**Exercise details**. Return every line in the records below that contains the word "towel".

===== Entries =====

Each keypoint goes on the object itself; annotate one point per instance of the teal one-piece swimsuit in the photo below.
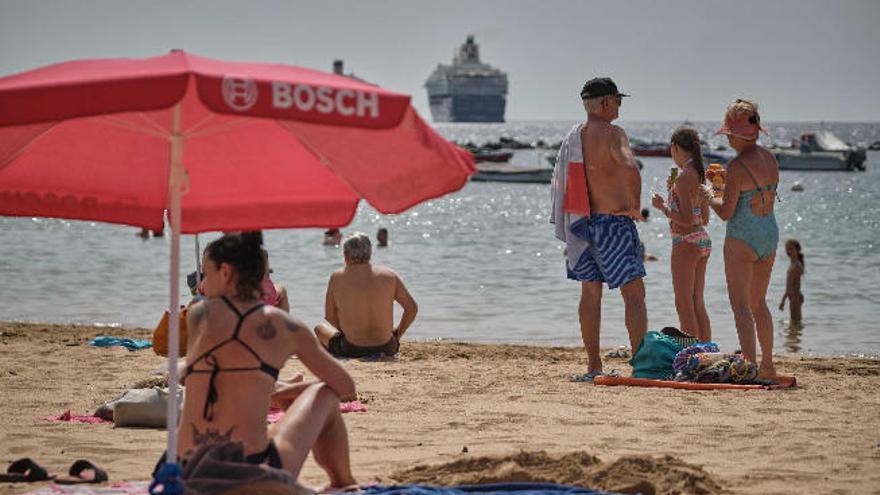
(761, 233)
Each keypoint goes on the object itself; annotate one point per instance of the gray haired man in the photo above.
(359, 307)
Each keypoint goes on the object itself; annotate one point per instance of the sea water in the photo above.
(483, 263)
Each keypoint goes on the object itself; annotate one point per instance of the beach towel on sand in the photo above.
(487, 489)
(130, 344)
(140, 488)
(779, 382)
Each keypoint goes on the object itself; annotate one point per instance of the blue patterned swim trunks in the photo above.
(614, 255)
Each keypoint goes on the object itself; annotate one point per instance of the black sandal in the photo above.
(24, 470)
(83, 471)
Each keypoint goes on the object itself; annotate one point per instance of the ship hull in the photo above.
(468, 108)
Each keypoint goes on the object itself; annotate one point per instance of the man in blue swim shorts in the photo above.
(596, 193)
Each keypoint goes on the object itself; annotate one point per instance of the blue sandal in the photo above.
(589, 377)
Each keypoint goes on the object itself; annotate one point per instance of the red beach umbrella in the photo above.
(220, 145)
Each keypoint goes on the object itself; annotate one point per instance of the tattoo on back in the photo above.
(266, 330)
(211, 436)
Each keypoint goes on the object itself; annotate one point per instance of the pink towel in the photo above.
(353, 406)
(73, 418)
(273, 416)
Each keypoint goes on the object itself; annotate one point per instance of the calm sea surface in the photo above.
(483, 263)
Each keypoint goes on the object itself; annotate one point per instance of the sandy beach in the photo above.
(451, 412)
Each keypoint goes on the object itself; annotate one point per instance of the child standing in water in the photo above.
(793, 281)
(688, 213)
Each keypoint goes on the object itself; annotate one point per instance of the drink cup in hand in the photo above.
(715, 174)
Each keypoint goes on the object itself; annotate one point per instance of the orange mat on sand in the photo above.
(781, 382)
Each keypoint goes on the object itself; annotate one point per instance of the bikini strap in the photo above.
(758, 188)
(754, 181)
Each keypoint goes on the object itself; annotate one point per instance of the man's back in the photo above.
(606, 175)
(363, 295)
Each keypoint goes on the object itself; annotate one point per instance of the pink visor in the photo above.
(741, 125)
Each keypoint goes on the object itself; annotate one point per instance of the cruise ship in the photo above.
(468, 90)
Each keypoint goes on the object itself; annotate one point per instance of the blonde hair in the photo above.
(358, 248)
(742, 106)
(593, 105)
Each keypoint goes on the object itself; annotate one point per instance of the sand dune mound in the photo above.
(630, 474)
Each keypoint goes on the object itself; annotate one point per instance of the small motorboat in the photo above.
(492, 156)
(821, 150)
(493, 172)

=====
===== Entries =====

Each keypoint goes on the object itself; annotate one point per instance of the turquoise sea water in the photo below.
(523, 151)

=====

**Answer for the task**.
Each keypoint goes on the object itself; annotate one point per instance of the beach towel on sand in the photo above.
Each keypoint goes on the object itself; annotate one point per instance of the pink towel in the photo above.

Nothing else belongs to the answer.